# EXERCISE:
Continue the popcorn recipe text below, starting right after its last sentence.

# PROVIDED TEXT:
4 quarts popped popcorn
3 small dried red chilies
1 package (6 3/4 ounce) peanuts
6 tablespoons margarine
1 package (3 1/4 ounce) roasting pepitas (little peppers)
3/4 teaspoon garlic salt
Heat popped popcorn in oven if it is cold. Cook chilies and peanuts in margarine over low heat for 5 minutes; remove chilies. Add pepitas and pour over hot corn; season with garlic salt.


Herbed Popcorn Chili and Soup Topper
4 cups air-popped popcorn
Butter or original flavor cooking spray
¼ teaspoon parsley flakes
¼ teaspoon thyme
¼ teaspoon dried basil
¼ teaspoon dried oregano
¼ teaspoon Cajun Creole seasoning or chili powder

1. Place popcorn in a large, clean paper bag. Spray popcorn lightly with cooking spray, about 5 quick sprays. Sprinkle parsley, thyme, basil, oregano and Cajun Creole seasoning onto popcorn. Close bag and shake to distribute seasoning.

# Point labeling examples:
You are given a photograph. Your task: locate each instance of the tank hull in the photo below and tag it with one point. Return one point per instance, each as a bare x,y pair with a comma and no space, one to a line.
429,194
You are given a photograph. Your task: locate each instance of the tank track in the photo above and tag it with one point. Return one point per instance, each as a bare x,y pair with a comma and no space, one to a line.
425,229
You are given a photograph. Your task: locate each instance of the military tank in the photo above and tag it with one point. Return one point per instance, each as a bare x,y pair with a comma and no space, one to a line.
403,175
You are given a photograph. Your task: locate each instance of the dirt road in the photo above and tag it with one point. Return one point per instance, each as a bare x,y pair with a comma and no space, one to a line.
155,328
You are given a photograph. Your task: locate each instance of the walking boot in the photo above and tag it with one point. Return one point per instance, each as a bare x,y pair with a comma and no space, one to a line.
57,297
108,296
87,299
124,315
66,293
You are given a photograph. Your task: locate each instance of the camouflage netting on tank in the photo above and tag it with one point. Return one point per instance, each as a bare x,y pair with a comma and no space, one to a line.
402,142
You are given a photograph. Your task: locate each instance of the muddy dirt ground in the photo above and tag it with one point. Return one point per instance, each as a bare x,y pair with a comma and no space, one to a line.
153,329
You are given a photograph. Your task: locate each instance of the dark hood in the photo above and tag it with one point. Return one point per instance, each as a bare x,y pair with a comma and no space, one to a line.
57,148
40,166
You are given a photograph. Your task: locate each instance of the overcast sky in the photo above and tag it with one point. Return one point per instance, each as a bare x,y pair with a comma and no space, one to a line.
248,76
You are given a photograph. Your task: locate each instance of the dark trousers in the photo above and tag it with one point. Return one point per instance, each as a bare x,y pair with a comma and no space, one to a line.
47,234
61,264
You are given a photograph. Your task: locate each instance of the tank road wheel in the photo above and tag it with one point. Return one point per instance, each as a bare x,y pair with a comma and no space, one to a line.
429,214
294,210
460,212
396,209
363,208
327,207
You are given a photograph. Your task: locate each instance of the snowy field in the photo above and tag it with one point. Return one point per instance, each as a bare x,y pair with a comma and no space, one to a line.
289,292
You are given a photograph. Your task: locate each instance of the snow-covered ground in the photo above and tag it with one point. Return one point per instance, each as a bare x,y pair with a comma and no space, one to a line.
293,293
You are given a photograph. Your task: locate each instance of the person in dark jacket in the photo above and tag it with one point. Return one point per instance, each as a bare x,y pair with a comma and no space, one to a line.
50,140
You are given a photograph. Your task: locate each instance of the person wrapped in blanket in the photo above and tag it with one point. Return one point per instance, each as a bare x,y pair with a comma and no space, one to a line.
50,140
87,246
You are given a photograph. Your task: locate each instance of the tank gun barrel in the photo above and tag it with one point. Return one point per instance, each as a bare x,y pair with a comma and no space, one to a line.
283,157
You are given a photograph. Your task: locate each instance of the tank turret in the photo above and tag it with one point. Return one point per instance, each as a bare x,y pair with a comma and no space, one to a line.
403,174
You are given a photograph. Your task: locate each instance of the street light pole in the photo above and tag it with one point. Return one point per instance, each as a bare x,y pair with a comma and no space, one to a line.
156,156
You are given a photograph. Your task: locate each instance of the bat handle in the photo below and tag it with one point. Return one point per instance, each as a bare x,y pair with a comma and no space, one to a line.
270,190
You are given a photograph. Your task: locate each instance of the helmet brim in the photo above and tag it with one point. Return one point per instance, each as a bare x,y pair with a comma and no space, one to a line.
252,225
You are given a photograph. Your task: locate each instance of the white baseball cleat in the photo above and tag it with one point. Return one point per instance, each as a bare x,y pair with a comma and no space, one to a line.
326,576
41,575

# TASK ANSWER:
2. Sprinkle on chili or soup at serving time. Yield: 4 cups
Note: Makes a great snack too!


Tex Mex Mix
2 quarts popcorn popped in oil
2 teaspoons ground chili powder
2 teaspoons paprika
2 teaspoons ground cumin
1 cup cubed Monterey Jack cheese (about 1/4 inch cubes)

Keep popped popcorn warm. Mix seasonings together and toss with popcorn. Add cheese and mix thoroughly.
Yield: 2 quarts. Serving Size: 3 cups

Nutritional Information: (Based on 3-cup serving)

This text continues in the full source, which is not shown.